### WORK TO COMPLETE
Reproduce every line of the listing below in full, moving each coordinate in the path outlines by -131 and leaving all other text as it stands.

### LISTED RECORDS
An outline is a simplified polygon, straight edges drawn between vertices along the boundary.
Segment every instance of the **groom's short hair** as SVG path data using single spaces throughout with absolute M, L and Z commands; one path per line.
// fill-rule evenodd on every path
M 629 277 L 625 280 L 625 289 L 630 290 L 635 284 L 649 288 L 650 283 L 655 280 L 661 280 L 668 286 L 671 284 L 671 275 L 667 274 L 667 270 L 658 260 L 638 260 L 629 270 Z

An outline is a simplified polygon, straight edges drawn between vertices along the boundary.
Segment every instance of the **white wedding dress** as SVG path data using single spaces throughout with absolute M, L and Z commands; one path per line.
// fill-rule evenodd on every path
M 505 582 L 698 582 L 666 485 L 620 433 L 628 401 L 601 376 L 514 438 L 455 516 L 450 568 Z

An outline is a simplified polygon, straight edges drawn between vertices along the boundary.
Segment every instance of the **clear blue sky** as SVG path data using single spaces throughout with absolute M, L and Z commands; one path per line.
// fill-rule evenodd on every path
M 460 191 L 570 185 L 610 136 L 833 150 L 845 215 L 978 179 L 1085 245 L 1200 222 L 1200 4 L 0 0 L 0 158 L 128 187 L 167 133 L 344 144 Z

### THE RESPONSE
An outline is a simplified polygon, straight edges drawn between vertices along the boundary.
Segment every instance of the **groom's short hair** as SVG path data using single spaces throughout with absolute M, L and Z commands; one path per line.
// fill-rule evenodd on every path
M 498 146 L 494 149 L 494 158 L 499 159 L 504 153 L 518 157 L 519 152 L 524 149 L 530 149 L 537 155 L 540 153 L 540 144 L 536 143 L 536 139 L 527 129 L 507 129 L 498 139 Z

An outline is a simplified polygon, straight edges drawn between vertices along the boundary.
Segment every instance of the **white wedding dress** as SVG path data using single spaces throughout with absolute M, L and Z commands; one path per line.
// fill-rule evenodd on every path
M 374 451 L 567 451 L 535 354 L 489 302 L 497 270 L 470 245 L 383 307 L 324 385 L 319 437 Z

An outline is a simplified polygon, straight edges drawn between vertices along the boundary.
Segment every instance of the **clear blue sky** as SVG path data using single spaces throughout with absolute M, L and Z commands; one path per line.
// fill-rule evenodd on every path
M 329 60 L 439 54 L 479 5 L 702 19 L 714 84 L 847 48 L 954 114 L 1069 91 L 1069 -127 L -131 -131 L -131 27 L -3 56 L 36 2 L 213 13 Z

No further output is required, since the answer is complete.